What you will do:
Update the entries below so that every "Pointing rules" reads "Marking rules", with nothing else changed, and leave the pictures out.

▬▬▬▬▬▬▬▬▬▬

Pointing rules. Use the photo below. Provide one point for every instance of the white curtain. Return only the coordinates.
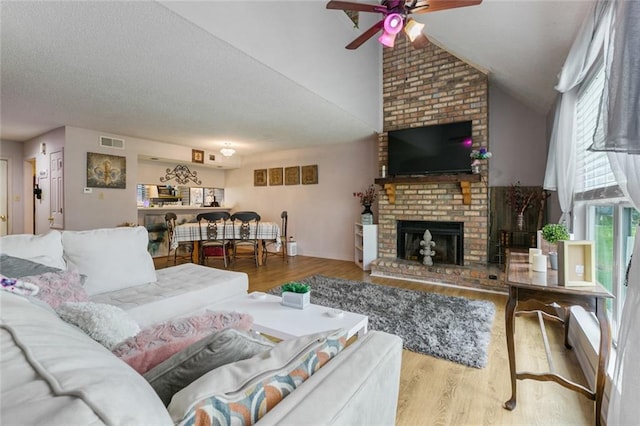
(620, 121)
(561, 159)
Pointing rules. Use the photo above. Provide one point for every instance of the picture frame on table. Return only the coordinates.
(275, 176)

▬▬▬▬▬▬▬▬▬▬

Result:
Marking rules. Use the photo below. Provide one point for every instance of the white curtain. Return only the coordinates.
(620, 121)
(561, 159)
Marking rules. Use the photo above. Provide one point for every instance of the picture frame on table. Return only the coordinates.
(275, 176)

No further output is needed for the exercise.